Your objective -> Your task is to reproduce the material exactly.

Items from a dataset ->
────────────────────

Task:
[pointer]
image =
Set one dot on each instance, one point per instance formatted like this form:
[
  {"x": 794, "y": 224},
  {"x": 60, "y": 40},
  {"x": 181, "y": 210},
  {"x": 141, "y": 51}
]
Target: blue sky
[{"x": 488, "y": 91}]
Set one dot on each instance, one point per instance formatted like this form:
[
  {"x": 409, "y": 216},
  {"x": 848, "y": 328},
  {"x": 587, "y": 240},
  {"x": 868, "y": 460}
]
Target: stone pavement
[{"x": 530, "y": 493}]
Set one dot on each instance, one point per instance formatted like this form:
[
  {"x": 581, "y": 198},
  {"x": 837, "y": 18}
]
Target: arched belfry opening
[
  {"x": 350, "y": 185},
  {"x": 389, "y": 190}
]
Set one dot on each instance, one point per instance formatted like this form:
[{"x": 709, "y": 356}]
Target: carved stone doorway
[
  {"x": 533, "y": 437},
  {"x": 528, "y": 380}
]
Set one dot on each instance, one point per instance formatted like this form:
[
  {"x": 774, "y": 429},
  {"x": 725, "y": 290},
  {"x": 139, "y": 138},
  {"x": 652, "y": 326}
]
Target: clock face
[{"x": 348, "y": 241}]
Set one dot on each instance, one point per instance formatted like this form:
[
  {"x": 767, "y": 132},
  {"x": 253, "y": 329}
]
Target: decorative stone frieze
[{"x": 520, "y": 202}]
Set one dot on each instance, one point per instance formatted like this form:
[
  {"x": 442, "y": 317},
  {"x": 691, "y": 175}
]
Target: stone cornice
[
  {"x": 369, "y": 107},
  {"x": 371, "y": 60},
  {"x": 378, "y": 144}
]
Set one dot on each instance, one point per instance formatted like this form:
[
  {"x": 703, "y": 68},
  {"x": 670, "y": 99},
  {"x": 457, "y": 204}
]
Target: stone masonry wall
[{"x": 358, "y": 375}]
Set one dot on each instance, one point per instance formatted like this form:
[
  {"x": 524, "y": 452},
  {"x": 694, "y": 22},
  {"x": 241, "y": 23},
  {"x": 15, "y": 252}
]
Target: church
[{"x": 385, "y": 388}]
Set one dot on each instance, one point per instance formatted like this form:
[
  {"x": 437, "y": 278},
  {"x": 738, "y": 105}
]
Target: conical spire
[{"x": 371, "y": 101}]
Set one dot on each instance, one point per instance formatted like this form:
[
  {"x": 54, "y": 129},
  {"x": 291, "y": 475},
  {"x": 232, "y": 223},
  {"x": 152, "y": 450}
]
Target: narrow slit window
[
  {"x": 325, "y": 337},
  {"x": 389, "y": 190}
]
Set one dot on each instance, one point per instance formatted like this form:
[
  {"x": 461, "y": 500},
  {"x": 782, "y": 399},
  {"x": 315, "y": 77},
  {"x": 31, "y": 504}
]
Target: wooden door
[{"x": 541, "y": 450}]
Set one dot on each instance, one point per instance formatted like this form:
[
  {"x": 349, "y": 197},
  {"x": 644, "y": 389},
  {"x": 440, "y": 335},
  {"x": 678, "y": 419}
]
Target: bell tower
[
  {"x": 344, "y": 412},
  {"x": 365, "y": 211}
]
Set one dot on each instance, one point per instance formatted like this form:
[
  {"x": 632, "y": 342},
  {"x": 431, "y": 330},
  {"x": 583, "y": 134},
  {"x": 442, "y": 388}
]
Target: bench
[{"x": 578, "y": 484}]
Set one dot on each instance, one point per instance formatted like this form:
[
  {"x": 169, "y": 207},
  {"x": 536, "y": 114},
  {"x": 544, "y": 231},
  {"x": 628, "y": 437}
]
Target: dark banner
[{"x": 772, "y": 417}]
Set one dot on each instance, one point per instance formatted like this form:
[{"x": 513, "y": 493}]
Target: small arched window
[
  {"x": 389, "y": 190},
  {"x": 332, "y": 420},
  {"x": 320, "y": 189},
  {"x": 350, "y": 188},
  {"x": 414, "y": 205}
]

────────────────────

Response below ->
Task:
[pointer]
image =
Set one dot on each instance, one point per instance formatted like this form:
[
  {"x": 794, "y": 224},
  {"x": 60, "y": 40},
  {"x": 181, "y": 210},
  {"x": 141, "y": 51}
]
Target: blue sky
[{"x": 488, "y": 91}]
Set one dot on each instance, one point per instance formatted like this form:
[
  {"x": 409, "y": 216},
  {"x": 848, "y": 328},
  {"x": 587, "y": 240},
  {"x": 868, "y": 460}
]
Target: stone pavement
[{"x": 530, "y": 493}]
Set one dot on each instance, one point per instance formatted like this form:
[
  {"x": 581, "y": 198},
  {"x": 837, "y": 18}
]
Target: arched belfry opening
[
  {"x": 350, "y": 185},
  {"x": 389, "y": 190}
]
Set one dot on each instance, one point per instance formatted like this form:
[{"x": 709, "y": 356}]
Target: carved stone doorway
[
  {"x": 533, "y": 437},
  {"x": 528, "y": 380}
]
Set one dot on each instance, one point per instance formatted like this form:
[
  {"x": 774, "y": 429},
  {"x": 725, "y": 290},
  {"x": 139, "y": 138},
  {"x": 652, "y": 326}
]
Target: clock face
[{"x": 348, "y": 241}]
Set one dot on each instance, one point per instance formatted like this form:
[
  {"x": 767, "y": 132},
  {"x": 253, "y": 329}
]
Target: decorative stone frieze
[{"x": 520, "y": 202}]
Set one dot on each instance, one point per instance formatted like this form:
[
  {"x": 442, "y": 317},
  {"x": 691, "y": 175}
]
Target: stone cornice
[
  {"x": 369, "y": 107},
  {"x": 371, "y": 60},
  {"x": 378, "y": 144}
]
Set one dot on each instance, one point per instance formatted like this form:
[
  {"x": 703, "y": 68},
  {"x": 670, "y": 99},
  {"x": 457, "y": 204}
]
Target: stone masonry wall
[{"x": 358, "y": 375}]
Set one dot on each instance, one point per instance formatted like this form:
[
  {"x": 524, "y": 452},
  {"x": 694, "y": 22},
  {"x": 241, "y": 23},
  {"x": 15, "y": 252}
]
Target: church
[{"x": 385, "y": 388}]
Set one dot on each instance, one point per instance formatted like this form:
[
  {"x": 437, "y": 278},
  {"x": 738, "y": 105}
]
Target: conical spire
[{"x": 371, "y": 101}]
Set one dot on each instance, one point per instance formatted like this form:
[
  {"x": 54, "y": 129},
  {"x": 291, "y": 475},
  {"x": 232, "y": 223},
  {"x": 152, "y": 450}
]
Target: narrow slit window
[
  {"x": 325, "y": 337},
  {"x": 389, "y": 190}
]
Set one dot on each instance, one point per instance formatted like this form:
[
  {"x": 461, "y": 500},
  {"x": 782, "y": 399},
  {"x": 315, "y": 77},
  {"x": 31, "y": 504}
]
Target: wooden door
[{"x": 541, "y": 450}]
Set one dot on each instance, one point per instance formatted like this form:
[
  {"x": 349, "y": 197},
  {"x": 644, "y": 389},
  {"x": 440, "y": 335},
  {"x": 678, "y": 419}
]
Target: bell tower
[
  {"x": 344, "y": 412},
  {"x": 365, "y": 211}
]
Set one dot on each instance, one point per instance formatted like this form:
[
  {"x": 632, "y": 342},
  {"x": 431, "y": 330},
  {"x": 583, "y": 134},
  {"x": 442, "y": 388}
]
Target: bench
[{"x": 578, "y": 484}]
Set one dot on each instance, one point per instance formatted like this form:
[
  {"x": 169, "y": 207},
  {"x": 536, "y": 114},
  {"x": 544, "y": 231},
  {"x": 628, "y": 437}
]
Target: dark banner
[{"x": 772, "y": 417}]
Set one dot on each instance, one point per instance formatted like this form:
[{"x": 513, "y": 493}]
Target: small arched window
[
  {"x": 389, "y": 190},
  {"x": 332, "y": 420},
  {"x": 320, "y": 189},
  {"x": 350, "y": 188},
  {"x": 414, "y": 205}
]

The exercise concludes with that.